## ENUNCIADO
Transcreva sem nenhuma alteração, do texto abaixo sobre o juramento à bandeira, o trecho entre "Na década de" e "país de origem.", incluindo os dois.

---- TRECHO DADO

Às vezes, fazer valer o direito de clientes na Justiça, mesmo que ele já tenha sido repetidamente negado, é uma questão de abordagem. Mais exatamente, uma questão de abordagem jurídica do tipo "por que ninguém pensou nisso antes?". E esquecer a lei que parecia mais óbvia, claramente violada, mas nunca sustentou suficientemente o caso nos tribunais.

O advogado David Niose mostrou que acredita nisso quando aceitou reviver um caso que já foi derrotado várias vezes nos tribunais. Sob o novo ângulo jurídico que ele apresentou, a Suprema Corte de Massachusetts, nos EUA, resolveu avaliar o caso. Na última quarta-feira (4/9) aconteceu a primeira audiência para discutir a imposição de práticas cristãs a não cristãos, ateus ou agnósticos.

Todos os dias, antes de começar a primeira aula, alunos em escolas dos EUA são orientados a ficar em pé, se perfilar em frente à bandeira hasteada em cada classe, colocar a mão no peito e recitar o "Pledge of Allegiance" — um juramento de lealdade à bandeira e à pátria. O juramento também é feito no início de sessões parlamentares em todo o país e até mesmo em reuniões de prefeituras com líderes comunitários. Todos recitam:

"I pledge allegiance to the Flag of the United States of America, and to the Republic for which it stands, one Nation under God, indivisible, with liberty and justice for all" [Eu juro fidelidade à bandeira dos Estados Unidos da América e à República que ela representa, uma nação sujeita a Deus, indivisível, com liberdade e justiça para todos].

A eterna discussão resulta da expressão "under God", que sujeita a nação a Deus. A expressão não estava no juramento original, que foi concebido pelo reverendo socialista Francis Bellamy, em 1892. Ele escreveu o texto para uma campanha publicitária da prestigiosa revista The Youth’s Companion, para vender bandeiras dos EUA e produtos patrióticos. Uma das ideias bem-sucedidas foi a de colocar bandeiras em todas as salas de aula do país.

Na década de 1920, o juramento ganhou expressão nacional — ou nacionalista, para ser exato — com a chegada em massa de imigrantes ao país. Uma parte do texto que dizia "minha bandeira" foi alterada para "a bandeira dos Estados Unidos", para que os imigrantes não jurassem lealdade à bandeira de seu país de origem.

--------
---- DADOS

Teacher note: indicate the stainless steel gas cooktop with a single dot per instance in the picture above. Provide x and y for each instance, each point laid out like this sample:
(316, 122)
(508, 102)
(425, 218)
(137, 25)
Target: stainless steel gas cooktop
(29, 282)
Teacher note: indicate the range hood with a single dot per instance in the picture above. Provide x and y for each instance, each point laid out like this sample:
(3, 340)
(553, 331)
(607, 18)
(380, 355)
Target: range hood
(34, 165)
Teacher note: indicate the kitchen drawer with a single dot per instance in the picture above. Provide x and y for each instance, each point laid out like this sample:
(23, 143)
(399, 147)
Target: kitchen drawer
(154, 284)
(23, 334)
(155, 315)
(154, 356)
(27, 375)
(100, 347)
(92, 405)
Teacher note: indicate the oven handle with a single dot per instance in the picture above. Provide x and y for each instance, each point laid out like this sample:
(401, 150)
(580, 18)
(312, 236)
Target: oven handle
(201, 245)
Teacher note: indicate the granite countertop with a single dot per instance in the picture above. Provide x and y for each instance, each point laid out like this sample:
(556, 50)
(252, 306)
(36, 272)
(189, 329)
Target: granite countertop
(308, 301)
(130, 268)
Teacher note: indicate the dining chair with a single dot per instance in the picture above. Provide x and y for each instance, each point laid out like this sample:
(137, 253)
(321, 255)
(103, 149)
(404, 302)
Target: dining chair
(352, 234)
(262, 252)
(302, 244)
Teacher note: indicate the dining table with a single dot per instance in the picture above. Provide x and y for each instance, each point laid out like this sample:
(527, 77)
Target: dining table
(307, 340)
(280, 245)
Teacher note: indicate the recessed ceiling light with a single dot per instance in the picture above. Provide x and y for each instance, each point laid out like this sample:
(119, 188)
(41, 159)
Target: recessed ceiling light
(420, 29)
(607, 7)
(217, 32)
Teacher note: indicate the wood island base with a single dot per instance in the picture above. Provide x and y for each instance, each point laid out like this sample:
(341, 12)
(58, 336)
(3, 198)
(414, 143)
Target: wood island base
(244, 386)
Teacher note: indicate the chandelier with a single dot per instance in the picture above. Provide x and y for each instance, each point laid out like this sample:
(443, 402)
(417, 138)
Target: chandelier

--------

## RESOLUÇÃO
Na década de 1920, o juramento ganhou expressão nacional — ou nacionalista, para ser exato — com a chegada em massa de imigrantes ao país. Uma parte do texto que dizia "minha bandeira" foi alterada para "a bandeira dos Estados Unidos", para que os imigrantes não jurassem lealdade à bandeira de seu país de origem.